EXERCISE DESCRIPTION >> Reproduce each of the following lines verbatim.

(Object point labels)
#####

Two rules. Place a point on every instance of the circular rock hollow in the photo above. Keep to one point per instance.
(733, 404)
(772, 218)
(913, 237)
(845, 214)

#####

SOLVED PROBLEM >>
Two rules. Place a point on every instance of the circular rock hollow in the photo above. Keep to one point per instance.
(733, 404)
(772, 218)
(913, 237)
(845, 214)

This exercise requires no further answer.